◆ Task requirements:
Which lines of the listing below contain the string "scrum"? Report each such line, treating case as significant.

◆ Excerpts of pointing data:

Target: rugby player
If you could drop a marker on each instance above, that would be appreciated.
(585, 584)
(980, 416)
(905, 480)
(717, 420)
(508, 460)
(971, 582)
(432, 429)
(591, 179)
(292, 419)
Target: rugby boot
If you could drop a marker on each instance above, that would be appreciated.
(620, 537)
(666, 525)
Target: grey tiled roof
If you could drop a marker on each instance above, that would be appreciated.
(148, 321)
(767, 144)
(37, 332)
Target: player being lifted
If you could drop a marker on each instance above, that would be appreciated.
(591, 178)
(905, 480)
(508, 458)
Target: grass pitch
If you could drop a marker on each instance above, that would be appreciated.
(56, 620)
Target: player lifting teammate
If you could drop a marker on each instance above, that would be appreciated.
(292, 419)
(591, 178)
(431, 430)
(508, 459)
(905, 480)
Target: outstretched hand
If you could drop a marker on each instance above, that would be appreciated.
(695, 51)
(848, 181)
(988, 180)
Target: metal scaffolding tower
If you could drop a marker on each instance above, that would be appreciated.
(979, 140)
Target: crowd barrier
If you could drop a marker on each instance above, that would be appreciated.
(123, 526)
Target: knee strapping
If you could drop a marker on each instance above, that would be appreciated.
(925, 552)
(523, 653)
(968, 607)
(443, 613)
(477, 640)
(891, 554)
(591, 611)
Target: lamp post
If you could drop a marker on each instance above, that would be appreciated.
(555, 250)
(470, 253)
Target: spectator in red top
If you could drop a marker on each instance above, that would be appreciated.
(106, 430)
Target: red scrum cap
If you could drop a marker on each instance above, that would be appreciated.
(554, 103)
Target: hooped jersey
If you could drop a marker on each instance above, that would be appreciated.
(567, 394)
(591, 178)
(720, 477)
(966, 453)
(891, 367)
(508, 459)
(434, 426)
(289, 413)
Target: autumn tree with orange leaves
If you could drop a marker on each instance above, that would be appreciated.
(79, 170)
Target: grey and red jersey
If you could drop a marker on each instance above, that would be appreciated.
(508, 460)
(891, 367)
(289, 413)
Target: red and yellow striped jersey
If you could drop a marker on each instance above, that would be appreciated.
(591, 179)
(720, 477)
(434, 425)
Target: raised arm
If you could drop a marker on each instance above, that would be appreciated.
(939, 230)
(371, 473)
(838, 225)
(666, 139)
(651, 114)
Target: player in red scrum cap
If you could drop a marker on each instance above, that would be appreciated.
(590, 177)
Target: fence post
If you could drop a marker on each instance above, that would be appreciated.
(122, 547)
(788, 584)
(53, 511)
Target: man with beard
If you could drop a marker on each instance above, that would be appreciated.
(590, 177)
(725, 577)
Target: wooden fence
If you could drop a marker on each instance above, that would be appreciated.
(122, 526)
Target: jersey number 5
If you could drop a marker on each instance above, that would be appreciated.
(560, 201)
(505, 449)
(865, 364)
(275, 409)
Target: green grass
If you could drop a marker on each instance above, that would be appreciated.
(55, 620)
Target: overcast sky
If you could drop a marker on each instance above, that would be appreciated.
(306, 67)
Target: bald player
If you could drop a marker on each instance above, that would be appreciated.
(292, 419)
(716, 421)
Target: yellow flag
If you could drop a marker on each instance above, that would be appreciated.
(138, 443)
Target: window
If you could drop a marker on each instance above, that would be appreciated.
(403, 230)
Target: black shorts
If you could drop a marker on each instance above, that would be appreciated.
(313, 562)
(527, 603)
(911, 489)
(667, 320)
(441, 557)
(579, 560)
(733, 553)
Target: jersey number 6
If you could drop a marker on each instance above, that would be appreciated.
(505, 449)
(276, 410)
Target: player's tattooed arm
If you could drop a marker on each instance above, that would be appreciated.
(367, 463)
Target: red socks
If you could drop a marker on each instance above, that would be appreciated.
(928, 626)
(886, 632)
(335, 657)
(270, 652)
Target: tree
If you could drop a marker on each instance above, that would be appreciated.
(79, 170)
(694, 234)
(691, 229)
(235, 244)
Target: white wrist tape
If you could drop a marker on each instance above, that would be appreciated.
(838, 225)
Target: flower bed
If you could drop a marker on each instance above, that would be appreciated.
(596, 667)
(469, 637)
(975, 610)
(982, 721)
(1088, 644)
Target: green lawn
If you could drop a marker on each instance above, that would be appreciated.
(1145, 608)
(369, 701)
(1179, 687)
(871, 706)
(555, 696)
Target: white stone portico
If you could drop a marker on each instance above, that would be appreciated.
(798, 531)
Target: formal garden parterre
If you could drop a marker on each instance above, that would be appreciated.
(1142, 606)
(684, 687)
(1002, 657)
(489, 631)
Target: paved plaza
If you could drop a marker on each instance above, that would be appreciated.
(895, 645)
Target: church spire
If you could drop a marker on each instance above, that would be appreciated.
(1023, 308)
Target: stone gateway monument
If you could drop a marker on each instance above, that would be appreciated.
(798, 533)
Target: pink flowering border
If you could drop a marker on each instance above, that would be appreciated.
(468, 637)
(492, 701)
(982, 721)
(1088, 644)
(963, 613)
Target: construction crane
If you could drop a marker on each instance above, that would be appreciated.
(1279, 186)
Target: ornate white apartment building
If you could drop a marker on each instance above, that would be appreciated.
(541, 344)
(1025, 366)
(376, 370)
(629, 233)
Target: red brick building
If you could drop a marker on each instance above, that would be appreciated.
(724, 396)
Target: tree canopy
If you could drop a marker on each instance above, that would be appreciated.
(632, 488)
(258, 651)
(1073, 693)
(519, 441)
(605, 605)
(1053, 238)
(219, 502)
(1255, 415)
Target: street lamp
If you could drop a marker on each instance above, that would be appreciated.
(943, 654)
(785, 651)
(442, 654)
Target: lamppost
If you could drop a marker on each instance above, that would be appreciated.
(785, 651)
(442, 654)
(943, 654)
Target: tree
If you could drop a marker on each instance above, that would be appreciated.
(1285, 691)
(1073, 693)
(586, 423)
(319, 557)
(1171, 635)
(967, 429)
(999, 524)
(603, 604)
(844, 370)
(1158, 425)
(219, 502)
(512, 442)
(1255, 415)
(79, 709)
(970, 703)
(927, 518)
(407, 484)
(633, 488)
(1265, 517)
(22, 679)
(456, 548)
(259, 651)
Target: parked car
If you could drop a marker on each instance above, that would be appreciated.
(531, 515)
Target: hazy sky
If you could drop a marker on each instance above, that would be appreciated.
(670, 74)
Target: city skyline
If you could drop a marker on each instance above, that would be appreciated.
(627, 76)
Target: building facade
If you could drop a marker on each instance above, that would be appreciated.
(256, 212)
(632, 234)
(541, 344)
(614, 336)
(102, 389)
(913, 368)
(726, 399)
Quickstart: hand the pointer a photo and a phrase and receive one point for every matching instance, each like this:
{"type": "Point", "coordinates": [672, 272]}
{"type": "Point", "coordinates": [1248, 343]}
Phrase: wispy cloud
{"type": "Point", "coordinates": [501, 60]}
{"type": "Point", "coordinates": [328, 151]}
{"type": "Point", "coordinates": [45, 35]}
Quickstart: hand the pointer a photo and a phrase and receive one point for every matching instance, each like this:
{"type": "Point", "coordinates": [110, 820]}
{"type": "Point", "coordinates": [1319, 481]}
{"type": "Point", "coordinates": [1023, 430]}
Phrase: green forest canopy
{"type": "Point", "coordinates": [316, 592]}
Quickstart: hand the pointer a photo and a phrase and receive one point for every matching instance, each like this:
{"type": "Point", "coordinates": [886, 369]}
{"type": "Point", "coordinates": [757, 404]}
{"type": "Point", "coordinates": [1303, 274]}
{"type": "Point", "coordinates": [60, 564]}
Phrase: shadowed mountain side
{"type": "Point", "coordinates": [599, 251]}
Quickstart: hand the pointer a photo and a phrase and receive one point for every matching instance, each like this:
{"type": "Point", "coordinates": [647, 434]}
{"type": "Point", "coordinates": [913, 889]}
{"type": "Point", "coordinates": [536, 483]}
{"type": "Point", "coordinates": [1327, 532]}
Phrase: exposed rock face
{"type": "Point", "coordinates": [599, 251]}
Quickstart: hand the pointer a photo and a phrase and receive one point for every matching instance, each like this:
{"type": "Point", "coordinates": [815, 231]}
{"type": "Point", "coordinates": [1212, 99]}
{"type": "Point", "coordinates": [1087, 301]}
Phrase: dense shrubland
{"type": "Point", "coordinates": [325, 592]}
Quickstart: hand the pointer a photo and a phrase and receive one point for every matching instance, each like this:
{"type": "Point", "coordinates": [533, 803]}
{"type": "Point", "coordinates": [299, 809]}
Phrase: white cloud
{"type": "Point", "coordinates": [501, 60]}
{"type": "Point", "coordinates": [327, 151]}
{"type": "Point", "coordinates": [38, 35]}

◆ Solution for this exercise:
Target: red scrum cap
Target: player in red scrum cap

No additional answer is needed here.